● **REQUIREMENT**:
Can you copy out, word for word, everything from the line containing "Put a point on every instance of the aroma" down to the line containing "[(356, 46)]", including both of those lines and nothing else?

● **STORED ROWS**:
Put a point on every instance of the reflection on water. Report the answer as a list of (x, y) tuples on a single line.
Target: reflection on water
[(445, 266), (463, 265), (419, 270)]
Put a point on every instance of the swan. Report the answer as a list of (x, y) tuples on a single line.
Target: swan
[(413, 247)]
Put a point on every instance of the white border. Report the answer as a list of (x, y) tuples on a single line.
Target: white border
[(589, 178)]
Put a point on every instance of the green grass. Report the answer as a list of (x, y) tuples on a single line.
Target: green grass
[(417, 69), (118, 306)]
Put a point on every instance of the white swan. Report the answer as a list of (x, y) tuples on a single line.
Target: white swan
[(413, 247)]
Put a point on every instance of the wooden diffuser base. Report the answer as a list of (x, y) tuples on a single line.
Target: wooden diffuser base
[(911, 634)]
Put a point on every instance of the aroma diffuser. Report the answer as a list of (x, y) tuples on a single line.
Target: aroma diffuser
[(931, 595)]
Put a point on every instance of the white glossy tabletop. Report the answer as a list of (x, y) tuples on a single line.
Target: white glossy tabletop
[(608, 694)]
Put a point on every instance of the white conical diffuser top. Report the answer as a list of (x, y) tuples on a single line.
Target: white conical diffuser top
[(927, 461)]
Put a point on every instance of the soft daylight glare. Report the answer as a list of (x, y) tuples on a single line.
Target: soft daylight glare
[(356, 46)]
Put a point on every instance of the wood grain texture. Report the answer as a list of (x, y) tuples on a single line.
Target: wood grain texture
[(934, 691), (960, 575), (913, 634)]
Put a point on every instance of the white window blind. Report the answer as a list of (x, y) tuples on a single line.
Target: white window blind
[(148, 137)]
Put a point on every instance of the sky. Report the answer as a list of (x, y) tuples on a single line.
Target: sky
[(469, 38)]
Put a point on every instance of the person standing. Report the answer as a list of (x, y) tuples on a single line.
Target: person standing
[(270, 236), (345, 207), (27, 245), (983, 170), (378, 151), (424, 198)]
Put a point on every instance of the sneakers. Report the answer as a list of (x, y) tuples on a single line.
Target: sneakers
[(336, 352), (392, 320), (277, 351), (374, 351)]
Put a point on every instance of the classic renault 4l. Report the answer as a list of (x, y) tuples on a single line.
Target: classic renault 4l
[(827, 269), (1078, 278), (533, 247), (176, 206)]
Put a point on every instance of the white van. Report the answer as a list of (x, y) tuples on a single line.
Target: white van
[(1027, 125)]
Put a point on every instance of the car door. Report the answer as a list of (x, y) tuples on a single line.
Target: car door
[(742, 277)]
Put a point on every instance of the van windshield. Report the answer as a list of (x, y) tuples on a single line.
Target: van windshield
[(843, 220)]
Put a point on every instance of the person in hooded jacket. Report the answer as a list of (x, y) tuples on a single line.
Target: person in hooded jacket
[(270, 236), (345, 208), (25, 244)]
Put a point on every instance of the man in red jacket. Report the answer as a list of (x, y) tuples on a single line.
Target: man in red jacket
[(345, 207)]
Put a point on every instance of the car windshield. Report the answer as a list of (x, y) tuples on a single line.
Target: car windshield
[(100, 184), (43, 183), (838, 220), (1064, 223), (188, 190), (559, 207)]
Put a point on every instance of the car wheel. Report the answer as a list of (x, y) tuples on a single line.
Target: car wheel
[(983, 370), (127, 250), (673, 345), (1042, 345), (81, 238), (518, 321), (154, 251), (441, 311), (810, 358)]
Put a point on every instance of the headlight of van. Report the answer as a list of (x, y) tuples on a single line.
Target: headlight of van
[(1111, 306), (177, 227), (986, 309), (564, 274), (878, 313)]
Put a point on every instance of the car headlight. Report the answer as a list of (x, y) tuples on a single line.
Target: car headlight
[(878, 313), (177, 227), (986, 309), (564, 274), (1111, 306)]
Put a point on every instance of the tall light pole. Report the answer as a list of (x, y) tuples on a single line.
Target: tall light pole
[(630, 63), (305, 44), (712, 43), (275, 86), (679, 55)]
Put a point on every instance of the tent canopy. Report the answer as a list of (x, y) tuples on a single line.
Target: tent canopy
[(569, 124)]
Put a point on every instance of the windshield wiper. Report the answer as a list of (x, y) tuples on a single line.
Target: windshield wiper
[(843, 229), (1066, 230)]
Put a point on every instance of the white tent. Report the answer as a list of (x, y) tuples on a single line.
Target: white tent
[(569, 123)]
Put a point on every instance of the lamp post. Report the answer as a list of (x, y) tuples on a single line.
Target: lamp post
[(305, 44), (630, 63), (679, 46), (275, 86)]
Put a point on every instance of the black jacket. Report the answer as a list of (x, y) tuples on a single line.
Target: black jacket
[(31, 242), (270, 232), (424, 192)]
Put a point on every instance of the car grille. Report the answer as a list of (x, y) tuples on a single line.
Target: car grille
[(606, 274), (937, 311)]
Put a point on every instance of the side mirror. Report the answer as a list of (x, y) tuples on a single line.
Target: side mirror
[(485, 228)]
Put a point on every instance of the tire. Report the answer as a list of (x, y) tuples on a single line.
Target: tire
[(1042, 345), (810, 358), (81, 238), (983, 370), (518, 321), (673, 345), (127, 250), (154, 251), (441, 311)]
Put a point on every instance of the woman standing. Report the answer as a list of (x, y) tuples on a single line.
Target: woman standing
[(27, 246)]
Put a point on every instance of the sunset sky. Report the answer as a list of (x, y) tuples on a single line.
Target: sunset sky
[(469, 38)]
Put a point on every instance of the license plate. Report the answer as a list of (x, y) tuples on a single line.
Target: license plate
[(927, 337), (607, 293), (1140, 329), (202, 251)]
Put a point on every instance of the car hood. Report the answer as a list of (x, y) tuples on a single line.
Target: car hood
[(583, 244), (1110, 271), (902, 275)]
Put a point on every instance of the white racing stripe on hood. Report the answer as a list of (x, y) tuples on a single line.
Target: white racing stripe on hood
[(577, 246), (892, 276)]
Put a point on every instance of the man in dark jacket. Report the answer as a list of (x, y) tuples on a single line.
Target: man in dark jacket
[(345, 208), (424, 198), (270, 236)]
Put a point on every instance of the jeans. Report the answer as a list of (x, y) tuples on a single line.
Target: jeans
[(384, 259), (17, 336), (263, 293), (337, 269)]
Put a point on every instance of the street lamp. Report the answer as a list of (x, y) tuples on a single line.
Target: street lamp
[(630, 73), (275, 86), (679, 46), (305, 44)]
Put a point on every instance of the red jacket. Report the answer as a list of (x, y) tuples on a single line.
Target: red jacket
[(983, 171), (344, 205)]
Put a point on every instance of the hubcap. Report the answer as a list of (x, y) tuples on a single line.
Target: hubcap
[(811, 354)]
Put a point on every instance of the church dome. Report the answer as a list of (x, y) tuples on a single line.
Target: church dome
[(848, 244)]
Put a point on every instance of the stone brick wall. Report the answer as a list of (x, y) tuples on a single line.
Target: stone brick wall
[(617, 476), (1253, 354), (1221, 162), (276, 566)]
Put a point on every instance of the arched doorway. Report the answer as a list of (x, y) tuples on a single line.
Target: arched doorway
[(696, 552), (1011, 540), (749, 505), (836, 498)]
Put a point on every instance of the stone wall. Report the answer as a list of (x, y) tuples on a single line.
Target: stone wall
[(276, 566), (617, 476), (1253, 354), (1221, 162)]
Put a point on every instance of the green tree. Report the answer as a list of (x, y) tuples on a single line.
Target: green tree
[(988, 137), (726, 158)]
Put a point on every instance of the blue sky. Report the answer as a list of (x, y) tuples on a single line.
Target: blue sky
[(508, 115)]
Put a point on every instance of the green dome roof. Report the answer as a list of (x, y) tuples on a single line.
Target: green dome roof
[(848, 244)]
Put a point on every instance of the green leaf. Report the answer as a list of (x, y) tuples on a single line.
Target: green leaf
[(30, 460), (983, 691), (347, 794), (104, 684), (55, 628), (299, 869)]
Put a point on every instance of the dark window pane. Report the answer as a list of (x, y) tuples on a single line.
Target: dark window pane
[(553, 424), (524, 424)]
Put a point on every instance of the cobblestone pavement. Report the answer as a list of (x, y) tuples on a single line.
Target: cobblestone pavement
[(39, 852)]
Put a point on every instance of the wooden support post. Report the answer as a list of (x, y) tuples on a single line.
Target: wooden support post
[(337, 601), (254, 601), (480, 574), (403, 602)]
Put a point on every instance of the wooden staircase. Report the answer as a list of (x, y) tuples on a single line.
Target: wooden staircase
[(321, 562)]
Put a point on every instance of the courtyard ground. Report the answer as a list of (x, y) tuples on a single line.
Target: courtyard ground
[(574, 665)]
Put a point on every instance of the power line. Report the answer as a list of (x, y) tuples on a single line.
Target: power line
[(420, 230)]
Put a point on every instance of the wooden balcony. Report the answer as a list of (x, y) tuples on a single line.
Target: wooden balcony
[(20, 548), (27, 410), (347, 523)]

● **RESULT BELOW**:
Put a point on every instance of the aroma diffuser. Report the answer as a list of (x, y) tuples on a single line.
Target: aroma diffuser
[(931, 595)]
Put a point on every instance of the white glossy tabletop. Report the answer as a list of (x, y) tuples on a single line.
Target: white glossy tabletop
[(608, 694)]
Put a point on every instance of the white conical diffuser top. Report the answer as a list of (x, y) tuples on a single line.
Target: white conical diffuser top
[(927, 461)]
Put a point on every instance of the soft daylight glare. Report the answer as a list of (x, y) tuples on a single line.
Target: soft daylight glare
[(356, 46)]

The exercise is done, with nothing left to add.